Published 01/28/2004

Now unburdened of his official duties, David Kay has also unburdened his mind. The resigned head of the American search for weapons of mass destruction in Iraq offers this short, pithy conclusion: They don't exist; Iraq got rid of them in the 1990s. Iraq did maintain an interest in the poison ricin, in missiles and in nuclear weapons. But its nuclear program wasn't nearly as advanced as Libya's or Iran's, both of which were rudimentary.

Thus evaporates the central justification for going to war with Iraq: that its WMD stockpiles and programs posed an imminent threat to the United States and the world.

Kay paints a picture of Iraq falling apart from 1998 onward: Saddam Hussein was in la la land, writing bad novels even as the nation was on the eve of war. Corrupt Iraqi weapons scientists would go to Saddam with WMD schemes, get a big bankroll, then spend it on other things. Most of Iraq's WMD materials had been destroyed because Iraq believed U.N. weapons inspectors would find them and because they feared disclosures by Saddam's son-in-law following his defection in 1995.

The large question is why American and British intelligence didn't know these things. Kay says it was because intelligence officials grew complacent during the years of U.N. weapons inspections. They could evaluate a satellite image, then ask inspectors to check out anything suspicious. But when the inspectors left in 1998, there were few indigenous sources to fill the gap.

-*-

### TRY IT
Please write out the whole text on David Kay's findings about Iraq's weapons, word for word.

### SOURCE INFORMATION

-*-

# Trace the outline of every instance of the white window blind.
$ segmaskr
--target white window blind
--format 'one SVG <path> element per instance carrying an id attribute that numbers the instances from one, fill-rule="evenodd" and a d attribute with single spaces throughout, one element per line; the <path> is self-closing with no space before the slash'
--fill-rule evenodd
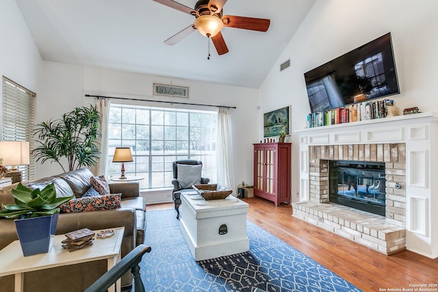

-*-

### RESPONSE BELOW
Published 01/28/2004

Now unburdened of his official duties, David Kay has also unburdened his mind. The resigned head of the American search for weapons of mass destruction in Iraq offers this short, pithy conclusion: They don't exist; Iraq got rid of them in the 1990s. Iraq did maintain an interest in the poison ricin, in missiles and in nuclear weapons. But its nuclear program wasn't nearly as advanced as Libya's or Iran's, both of which were rudimentary.

Thus evaporates the central justification for going to war with Iraq: that its WMD stockpiles and programs posed an imminent threat to the United States and the world.

Kay paints a picture of Iraq falling apart from 1998 onward: Saddam Hussein was in la la land, writing bad novels even as the nation was on the eve of war. Corrupt Iraqi weapons scientists would go to Saddam with WMD schemes, get a big bankroll, then spend it on other things. Most of Iraq's WMD materials had been destroyed because Iraq believed U.N. weapons inspectors would find them and because they feared disclosures by Saddam's son-in-law following his defection in 1995.

The large question is why American and British intelligence didn't know these things. Kay says it was because intelligence officials grew complacent during the years of U.N. weapons inspections. They could evaluate a satellite image, then ask inspectors to check out anything suspicious. But when the inspectors left in 1998, there were few indigenous sources to fill the gap.